▶ **DIRECTIONS FOR THIS TASK**: Return verbatim the run of lines that opens with the line holding "Spot the bird's claw" and closes with the last line of the records.

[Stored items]

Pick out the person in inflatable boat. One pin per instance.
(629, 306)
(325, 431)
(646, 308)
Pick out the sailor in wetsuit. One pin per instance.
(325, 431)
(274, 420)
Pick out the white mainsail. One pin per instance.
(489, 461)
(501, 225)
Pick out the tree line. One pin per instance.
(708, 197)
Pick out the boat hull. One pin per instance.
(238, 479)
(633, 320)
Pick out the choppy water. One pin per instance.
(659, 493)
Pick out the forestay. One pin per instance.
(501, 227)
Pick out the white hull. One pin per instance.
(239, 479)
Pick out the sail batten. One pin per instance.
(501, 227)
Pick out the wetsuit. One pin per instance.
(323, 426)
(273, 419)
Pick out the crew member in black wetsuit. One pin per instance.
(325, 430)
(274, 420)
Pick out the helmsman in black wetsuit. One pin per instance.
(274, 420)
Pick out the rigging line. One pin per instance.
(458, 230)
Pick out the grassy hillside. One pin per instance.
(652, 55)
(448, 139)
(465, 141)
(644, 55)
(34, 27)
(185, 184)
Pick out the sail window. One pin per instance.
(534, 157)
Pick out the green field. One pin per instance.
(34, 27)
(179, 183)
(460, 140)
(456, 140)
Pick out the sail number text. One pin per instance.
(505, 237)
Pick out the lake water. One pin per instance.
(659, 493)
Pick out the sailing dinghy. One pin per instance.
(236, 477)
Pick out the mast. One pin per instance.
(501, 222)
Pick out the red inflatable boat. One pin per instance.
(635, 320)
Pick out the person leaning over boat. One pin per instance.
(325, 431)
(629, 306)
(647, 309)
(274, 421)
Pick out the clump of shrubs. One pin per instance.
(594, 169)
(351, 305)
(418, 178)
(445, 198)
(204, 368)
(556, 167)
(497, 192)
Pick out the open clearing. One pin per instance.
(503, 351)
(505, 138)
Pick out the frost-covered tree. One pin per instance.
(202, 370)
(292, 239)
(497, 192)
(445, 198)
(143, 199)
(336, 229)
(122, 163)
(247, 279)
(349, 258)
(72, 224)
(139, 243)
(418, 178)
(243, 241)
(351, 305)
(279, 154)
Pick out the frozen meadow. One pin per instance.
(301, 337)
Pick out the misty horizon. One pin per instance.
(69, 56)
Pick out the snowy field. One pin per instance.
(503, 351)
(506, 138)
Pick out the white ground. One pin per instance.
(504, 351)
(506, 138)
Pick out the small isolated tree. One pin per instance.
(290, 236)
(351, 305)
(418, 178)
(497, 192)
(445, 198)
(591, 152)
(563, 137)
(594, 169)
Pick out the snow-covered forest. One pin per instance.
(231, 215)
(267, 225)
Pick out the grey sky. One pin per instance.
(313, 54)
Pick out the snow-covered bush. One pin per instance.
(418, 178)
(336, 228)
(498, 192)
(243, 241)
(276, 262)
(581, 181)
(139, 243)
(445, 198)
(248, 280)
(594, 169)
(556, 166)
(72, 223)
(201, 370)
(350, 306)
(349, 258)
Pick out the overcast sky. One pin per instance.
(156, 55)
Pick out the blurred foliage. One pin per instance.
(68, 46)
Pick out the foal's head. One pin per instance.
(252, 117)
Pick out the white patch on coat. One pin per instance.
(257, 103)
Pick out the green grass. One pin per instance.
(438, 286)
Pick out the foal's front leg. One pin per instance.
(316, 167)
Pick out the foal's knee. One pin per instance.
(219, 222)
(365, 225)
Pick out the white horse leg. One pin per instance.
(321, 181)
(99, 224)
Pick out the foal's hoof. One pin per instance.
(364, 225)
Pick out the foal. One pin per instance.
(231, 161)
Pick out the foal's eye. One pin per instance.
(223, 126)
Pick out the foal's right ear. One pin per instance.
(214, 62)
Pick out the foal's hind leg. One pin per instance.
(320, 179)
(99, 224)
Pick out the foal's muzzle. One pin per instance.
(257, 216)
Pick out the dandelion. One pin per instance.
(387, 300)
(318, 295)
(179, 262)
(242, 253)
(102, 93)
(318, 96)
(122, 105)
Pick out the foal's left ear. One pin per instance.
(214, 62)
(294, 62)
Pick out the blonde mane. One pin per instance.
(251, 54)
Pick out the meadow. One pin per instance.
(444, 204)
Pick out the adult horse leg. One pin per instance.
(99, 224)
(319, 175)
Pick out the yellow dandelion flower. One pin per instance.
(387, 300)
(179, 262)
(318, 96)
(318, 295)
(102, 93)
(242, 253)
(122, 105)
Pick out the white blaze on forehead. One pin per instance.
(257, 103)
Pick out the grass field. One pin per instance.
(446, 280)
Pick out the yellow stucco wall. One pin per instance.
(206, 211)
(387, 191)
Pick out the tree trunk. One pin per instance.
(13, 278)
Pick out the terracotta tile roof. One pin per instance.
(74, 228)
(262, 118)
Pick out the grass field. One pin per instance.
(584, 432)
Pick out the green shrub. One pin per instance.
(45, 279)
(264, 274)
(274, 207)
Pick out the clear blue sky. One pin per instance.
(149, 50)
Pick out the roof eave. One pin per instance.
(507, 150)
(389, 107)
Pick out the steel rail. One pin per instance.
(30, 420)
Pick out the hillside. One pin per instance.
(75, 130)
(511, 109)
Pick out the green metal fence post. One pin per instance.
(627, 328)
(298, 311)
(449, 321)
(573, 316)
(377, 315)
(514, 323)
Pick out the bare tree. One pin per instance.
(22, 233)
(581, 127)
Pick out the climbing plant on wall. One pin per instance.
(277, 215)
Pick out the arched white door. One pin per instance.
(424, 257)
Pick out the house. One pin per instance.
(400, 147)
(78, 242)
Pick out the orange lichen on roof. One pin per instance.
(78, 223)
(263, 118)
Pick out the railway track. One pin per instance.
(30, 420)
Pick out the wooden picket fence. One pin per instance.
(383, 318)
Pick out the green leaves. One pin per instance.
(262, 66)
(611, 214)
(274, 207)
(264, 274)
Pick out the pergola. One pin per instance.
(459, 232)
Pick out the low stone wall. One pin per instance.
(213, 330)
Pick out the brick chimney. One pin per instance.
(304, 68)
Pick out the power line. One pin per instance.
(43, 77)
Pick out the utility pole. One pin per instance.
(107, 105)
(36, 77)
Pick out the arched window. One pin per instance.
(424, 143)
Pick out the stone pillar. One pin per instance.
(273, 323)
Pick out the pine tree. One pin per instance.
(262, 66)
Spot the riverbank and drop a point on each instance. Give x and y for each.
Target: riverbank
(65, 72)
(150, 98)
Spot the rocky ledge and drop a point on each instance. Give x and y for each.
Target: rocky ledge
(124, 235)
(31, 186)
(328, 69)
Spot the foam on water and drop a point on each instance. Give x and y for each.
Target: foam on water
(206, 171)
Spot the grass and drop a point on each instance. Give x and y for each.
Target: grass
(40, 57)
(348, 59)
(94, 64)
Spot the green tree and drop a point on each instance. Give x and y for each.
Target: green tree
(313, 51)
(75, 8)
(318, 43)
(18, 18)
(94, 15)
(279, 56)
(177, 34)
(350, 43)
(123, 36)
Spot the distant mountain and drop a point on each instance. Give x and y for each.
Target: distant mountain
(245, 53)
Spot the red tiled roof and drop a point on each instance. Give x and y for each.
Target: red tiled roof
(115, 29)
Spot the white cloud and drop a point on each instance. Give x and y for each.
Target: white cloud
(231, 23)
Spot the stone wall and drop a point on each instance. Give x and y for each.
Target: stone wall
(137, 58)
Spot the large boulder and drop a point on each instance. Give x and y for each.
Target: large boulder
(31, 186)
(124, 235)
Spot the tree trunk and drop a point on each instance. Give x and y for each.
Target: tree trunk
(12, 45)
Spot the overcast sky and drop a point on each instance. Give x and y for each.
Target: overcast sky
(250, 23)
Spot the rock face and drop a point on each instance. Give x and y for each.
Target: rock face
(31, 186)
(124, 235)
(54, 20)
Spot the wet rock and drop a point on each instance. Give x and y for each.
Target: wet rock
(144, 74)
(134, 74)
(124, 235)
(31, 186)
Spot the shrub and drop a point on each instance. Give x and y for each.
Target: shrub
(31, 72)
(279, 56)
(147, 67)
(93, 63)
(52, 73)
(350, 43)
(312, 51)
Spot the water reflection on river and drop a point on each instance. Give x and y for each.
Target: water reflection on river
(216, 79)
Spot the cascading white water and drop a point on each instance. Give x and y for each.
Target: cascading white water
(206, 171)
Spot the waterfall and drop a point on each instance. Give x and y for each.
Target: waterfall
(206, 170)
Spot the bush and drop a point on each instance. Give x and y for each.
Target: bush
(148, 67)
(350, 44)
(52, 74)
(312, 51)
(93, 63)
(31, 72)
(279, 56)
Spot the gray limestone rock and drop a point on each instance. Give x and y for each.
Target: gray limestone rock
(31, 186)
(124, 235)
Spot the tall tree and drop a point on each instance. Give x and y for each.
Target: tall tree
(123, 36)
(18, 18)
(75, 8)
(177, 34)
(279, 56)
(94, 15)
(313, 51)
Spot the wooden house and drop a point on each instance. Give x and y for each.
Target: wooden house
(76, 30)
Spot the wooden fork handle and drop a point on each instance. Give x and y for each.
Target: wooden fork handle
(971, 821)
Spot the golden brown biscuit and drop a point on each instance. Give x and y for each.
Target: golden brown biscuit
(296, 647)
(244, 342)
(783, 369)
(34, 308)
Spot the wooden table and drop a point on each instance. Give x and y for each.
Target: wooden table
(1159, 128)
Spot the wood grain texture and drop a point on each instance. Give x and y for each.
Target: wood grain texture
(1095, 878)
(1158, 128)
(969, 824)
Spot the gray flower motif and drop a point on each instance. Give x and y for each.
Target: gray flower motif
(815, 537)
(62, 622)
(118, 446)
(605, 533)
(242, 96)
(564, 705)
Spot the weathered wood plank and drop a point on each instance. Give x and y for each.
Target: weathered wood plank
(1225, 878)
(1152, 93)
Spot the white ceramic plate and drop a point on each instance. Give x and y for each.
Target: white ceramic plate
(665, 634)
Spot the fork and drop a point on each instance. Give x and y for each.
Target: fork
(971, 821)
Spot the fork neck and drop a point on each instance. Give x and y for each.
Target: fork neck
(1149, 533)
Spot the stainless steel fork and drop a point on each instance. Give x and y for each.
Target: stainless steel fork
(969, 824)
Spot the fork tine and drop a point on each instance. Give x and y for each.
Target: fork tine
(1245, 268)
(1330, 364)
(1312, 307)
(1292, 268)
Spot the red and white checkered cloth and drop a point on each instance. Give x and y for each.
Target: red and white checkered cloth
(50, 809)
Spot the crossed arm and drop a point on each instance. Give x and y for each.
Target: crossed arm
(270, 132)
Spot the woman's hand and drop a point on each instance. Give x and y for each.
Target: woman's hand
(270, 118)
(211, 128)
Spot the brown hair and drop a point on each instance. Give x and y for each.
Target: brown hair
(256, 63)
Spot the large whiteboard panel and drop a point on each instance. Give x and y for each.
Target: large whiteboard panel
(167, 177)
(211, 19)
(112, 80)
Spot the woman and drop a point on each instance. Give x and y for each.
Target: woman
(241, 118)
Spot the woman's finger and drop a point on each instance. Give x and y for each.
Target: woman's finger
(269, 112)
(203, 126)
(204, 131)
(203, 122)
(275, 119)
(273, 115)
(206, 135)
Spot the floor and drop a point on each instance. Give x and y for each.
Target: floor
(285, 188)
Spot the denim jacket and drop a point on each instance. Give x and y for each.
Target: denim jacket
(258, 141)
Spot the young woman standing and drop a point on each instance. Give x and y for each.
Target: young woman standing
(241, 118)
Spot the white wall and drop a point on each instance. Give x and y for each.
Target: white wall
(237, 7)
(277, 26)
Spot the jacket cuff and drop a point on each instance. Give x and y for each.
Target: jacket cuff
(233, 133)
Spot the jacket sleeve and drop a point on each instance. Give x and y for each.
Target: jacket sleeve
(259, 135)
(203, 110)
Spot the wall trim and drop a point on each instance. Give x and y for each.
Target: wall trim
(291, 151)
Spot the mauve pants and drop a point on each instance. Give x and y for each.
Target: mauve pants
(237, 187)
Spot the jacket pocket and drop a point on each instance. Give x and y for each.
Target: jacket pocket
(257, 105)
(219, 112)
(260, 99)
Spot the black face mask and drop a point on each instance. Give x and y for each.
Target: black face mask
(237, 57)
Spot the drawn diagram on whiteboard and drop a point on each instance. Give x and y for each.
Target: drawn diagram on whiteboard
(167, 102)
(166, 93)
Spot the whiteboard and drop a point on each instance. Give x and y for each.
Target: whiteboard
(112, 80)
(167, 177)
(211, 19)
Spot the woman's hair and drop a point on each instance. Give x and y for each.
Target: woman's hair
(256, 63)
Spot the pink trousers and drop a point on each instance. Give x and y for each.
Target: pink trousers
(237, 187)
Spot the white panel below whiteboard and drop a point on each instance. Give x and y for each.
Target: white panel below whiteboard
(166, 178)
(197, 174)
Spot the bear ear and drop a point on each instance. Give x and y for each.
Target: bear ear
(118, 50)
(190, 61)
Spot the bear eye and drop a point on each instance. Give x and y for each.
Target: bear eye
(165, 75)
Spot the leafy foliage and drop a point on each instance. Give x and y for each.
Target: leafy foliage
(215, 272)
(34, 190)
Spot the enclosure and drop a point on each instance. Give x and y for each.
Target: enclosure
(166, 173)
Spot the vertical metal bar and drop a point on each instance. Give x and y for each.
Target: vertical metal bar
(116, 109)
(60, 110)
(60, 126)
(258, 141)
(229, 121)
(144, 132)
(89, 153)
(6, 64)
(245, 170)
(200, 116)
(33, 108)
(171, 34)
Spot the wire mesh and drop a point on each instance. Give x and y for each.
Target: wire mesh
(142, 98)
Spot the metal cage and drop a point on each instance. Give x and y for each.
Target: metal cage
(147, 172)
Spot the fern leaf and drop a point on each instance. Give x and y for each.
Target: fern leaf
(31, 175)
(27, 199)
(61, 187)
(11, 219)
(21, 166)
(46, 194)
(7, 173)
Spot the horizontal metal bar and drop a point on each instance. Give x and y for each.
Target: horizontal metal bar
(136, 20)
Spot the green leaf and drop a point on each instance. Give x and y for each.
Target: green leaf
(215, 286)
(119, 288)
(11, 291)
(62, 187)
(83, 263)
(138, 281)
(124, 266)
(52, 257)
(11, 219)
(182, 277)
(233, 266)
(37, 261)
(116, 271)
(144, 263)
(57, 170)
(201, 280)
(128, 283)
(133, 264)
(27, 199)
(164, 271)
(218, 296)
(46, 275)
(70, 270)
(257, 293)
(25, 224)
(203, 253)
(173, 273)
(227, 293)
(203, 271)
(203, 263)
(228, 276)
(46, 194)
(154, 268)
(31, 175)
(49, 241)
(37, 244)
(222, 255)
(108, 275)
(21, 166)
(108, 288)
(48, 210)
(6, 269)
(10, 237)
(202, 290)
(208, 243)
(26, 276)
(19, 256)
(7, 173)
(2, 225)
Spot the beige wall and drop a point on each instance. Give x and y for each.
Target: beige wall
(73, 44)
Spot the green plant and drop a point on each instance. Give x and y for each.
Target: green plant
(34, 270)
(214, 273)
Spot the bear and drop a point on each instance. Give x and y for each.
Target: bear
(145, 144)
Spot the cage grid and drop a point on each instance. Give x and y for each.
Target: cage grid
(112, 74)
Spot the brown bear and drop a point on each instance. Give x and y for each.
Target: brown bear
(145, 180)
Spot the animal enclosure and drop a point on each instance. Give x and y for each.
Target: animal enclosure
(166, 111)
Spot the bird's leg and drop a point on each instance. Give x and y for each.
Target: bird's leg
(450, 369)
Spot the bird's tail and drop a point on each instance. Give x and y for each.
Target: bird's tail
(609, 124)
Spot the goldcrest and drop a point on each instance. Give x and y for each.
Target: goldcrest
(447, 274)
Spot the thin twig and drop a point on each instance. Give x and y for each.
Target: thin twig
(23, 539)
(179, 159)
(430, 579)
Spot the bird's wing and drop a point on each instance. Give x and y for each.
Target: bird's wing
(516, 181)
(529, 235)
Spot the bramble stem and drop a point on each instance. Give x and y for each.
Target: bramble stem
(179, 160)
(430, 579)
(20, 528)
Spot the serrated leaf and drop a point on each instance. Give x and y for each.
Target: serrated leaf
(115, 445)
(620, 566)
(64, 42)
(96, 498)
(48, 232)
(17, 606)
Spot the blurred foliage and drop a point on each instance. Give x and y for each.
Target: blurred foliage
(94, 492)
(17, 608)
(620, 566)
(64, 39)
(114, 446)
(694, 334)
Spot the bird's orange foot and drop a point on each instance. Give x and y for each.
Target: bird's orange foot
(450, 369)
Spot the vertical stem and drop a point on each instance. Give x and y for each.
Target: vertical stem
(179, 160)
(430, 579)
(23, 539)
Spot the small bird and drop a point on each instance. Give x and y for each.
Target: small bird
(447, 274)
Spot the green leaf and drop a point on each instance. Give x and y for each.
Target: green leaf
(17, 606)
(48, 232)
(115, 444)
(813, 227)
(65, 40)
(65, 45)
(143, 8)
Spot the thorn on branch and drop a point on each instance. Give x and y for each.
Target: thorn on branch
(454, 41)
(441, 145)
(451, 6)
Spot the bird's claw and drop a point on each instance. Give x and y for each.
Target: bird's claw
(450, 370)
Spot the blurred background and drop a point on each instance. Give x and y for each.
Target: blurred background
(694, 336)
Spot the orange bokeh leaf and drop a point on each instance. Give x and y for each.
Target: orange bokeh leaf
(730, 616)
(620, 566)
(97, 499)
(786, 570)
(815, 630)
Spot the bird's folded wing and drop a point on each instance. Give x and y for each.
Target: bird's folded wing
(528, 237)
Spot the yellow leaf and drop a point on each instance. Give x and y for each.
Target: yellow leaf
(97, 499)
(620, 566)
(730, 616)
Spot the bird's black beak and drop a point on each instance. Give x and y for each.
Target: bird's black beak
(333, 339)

▶ **ANSWER FOR THE TASK**:
Spot the bird's claw and drop a point on each instance. Give x and y for each.
Target: bird's claw
(450, 370)
Spot the blurred background and drop a point on each instance. Give x and y for each.
Target: blurred background
(694, 336)
Spot the orange bokeh leaf and drop a point on each instance. Give x and y for each.
Target: orange bokeh leaf
(730, 616)
(620, 566)
(97, 499)
(786, 570)
(815, 630)
Spot the bird's folded wing and drop a point on each instance. Give x and y for each.
Target: bird's folded wing
(528, 237)
Spot the yellow leaf and drop a point on each instance. Give x and y for each.
Target: yellow leaf
(97, 499)
(620, 566)
(730, 616)
Spot the bird's black beak and drop a point on each instance. Give x and y for each.
Target: bird's black beak
(333, 339)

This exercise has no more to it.